* **Consigne de travail**
Dans le dialogue sur la dynamite, de quoi les fabricants de dynamite vont-ils s'efforcer de convaincre ?

* **Texte fourni**
----

Choisissez la simplicité.

– Voilà. Donc pour ce genre de « gros œuvre », après tout, la dynamite c’est pas si bête. Seulement cet usage présente un inconvénient.

– Lequel ? Je veux dire, en dehors du danger inhérent du truc, quand même.

– Une fois que tu as dégagé ton champ de ce qui l’encombrait, tu n’as aucune raison de réutiliser de la dynamite.

– Ben oui, et alors ?

– Alors tu ne vas pas en racheter. Et ça ça rend M. Du Pont tout triste.

– Oooooh.

– Par conséquent, les fabricants de dynamite vont s’efforcer de convaincre que leur produit apporte quantité de bénéfices à qui veut une récolte abondante. Je dis les fabricants parce qu’il n’y avait pas que Du Pont.

Vous êtes contre le progrès, peut-être ?

----

Entrées tirées d'une collection

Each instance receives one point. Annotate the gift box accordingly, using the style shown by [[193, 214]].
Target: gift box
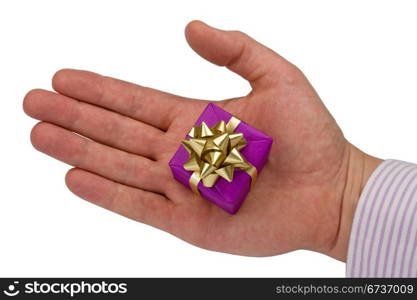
[[221, 158]]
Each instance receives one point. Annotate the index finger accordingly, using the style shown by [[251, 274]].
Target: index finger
[[150, 106]]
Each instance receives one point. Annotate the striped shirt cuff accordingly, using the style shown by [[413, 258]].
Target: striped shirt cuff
[[383, 240]]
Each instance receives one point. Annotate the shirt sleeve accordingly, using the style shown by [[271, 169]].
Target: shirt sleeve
[[383, 239]]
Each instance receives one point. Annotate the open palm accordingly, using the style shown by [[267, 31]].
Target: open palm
[[120, 137]]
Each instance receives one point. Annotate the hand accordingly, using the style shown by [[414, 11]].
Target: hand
[[120, 137]]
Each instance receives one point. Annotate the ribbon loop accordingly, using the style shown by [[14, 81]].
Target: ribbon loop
[[214, 152]]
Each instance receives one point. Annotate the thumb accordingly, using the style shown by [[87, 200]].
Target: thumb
[[237, 51]]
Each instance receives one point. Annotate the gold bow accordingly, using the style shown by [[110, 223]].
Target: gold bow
[[215, 152]]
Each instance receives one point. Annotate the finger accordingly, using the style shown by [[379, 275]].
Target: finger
[[114, 164], [94, 122], [237, 51], [136, 204], [150, 106]]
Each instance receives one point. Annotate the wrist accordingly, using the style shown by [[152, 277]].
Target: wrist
[[359, 168]]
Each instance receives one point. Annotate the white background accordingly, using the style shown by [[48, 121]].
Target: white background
[[359, 55]]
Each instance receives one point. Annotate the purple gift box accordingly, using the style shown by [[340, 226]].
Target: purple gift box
[[227, 195]]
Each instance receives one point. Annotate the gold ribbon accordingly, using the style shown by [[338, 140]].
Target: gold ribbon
[[214, 152]]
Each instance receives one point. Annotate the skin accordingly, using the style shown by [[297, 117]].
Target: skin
[[120, 136]]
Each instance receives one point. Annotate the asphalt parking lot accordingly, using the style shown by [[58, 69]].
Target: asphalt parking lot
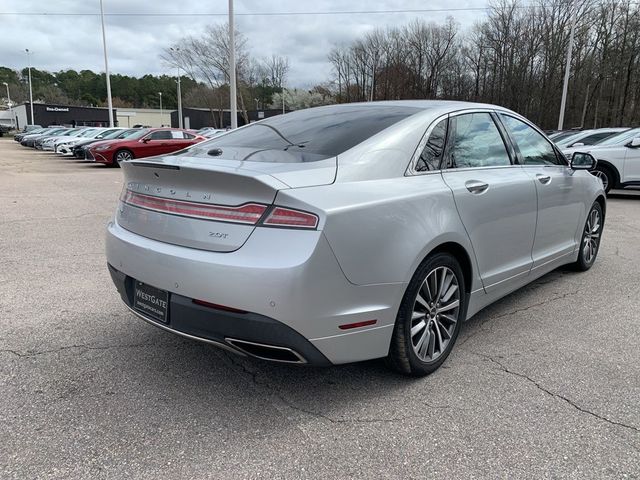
[[543, 384]]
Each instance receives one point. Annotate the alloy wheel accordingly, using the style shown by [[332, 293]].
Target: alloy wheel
[[435, 314], [591, 236]]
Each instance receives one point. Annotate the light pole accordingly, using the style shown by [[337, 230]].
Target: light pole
[[177, 50], [30, 89], [106, 67], [232, 69], [13, 125], [283, 100], [567, 69]]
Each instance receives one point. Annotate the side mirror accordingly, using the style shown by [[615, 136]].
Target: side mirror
[[635, 143], [583, 161]]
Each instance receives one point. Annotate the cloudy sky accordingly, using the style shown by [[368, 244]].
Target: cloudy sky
[[65, 34]]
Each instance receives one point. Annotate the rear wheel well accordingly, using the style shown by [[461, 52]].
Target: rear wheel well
[[603, 205], [461, 255]]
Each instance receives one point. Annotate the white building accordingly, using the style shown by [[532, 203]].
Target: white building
[[147, 117]]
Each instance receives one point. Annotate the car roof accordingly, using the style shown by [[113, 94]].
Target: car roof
[[425, 104]]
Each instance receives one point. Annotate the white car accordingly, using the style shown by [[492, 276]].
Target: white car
[[63, 145], [589, 137], [618, 159]]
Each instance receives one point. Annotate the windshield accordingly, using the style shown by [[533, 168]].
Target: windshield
[[556, 137], [137, 133], [572, 138], [307, 135], [107, 133], [566, 140], [620, 138]]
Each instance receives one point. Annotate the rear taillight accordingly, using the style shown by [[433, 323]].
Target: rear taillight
[[290, 218], [248, 213]]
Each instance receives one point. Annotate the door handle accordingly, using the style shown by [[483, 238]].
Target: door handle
[[476, 186], [543, 178]]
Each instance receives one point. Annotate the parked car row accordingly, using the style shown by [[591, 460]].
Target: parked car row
[[616, 149], [108, 145]]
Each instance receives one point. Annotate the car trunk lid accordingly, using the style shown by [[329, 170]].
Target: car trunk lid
[[209, 204]]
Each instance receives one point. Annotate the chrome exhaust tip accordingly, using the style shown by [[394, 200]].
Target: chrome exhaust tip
[[271, 353]]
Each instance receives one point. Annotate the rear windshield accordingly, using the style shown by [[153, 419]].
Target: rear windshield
[[307, 135]]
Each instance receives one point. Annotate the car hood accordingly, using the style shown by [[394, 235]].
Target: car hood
[[100, 143]]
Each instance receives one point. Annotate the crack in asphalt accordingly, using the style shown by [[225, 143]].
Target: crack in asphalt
[[36, 353], [264, 385], [517, 310], [570, 402]]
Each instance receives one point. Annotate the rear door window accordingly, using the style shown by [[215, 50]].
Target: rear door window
[[476, 142], [534, 148]]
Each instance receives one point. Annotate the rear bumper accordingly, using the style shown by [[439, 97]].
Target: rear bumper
[[283, 277], [223, 329]]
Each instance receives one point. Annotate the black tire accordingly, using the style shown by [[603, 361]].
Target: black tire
[[402, 355], [587, 256], [120, 153], [606, 175]]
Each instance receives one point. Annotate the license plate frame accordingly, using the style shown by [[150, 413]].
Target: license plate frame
[[150, 301]]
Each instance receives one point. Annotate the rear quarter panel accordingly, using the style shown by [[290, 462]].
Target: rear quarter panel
[[381, 230]]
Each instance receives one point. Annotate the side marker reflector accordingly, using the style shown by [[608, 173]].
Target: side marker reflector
[[364, 323]]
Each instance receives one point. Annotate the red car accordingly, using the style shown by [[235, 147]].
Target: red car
[[145, 143]]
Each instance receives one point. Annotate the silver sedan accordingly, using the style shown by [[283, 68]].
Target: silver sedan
[[350, 232]]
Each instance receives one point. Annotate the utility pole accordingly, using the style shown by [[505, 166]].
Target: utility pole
[[283, 100], [13, 120], [567, 69], [232, 69], [106, 67], [30, 89], [179, 101], [179, 92]]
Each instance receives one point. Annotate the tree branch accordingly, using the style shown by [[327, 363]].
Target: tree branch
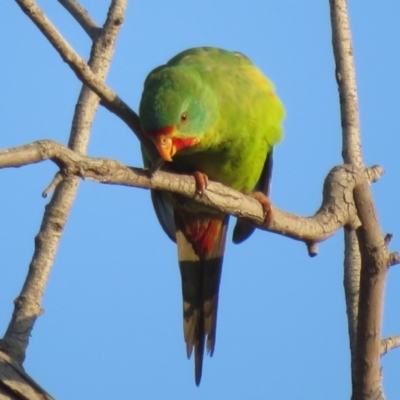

----

* **Réponse rédigée**
Ils vont s'efforcer de convaincre que leur produit apporte quantité de bénéfices à qui veut une récolte abondante.